Given problem: Return every line of the records that contains the string "grass". Matching is case-sensitive.

Data extract:

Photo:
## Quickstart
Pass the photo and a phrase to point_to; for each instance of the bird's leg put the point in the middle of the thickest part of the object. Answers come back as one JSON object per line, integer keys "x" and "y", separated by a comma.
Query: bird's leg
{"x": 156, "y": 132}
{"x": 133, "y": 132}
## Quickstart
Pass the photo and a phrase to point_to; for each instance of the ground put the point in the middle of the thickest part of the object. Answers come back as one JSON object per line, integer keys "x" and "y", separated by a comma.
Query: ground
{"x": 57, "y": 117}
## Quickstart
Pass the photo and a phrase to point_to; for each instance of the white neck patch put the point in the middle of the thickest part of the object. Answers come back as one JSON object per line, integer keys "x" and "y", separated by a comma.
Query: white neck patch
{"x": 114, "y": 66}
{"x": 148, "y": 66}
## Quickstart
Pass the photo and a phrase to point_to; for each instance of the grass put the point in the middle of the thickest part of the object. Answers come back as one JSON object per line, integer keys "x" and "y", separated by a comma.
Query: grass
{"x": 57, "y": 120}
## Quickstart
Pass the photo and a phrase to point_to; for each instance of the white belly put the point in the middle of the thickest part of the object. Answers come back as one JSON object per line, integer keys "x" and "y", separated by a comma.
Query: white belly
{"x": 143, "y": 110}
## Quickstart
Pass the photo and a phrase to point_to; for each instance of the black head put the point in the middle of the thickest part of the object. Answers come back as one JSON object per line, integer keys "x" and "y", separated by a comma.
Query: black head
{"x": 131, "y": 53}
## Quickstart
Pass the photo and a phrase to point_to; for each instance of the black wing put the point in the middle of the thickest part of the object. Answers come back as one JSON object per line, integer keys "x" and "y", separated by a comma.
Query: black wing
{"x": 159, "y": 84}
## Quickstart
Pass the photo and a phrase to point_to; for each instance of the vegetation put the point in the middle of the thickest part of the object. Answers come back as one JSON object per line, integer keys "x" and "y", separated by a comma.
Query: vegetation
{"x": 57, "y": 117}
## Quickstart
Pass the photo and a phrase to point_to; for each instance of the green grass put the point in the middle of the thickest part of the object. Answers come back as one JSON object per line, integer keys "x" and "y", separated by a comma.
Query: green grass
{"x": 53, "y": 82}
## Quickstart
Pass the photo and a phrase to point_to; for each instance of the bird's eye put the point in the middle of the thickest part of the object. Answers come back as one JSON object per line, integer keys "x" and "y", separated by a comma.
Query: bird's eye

Solved exercise:
Pass the photo and a phrase to point_to; for each instance of the grass put the point in the middle of the thickest part of the object. Answers come back as one JSON object per line, integer keys "x" and "y", separated by a comma.
Query: grass
Pass the photo and a phrase to point_to; for each instance of the green grass put the point in the middle of the thickest part of the object. Answers come back as one JSON object per line, integer keys "x" and "y", separated by a comma.
Query: green grass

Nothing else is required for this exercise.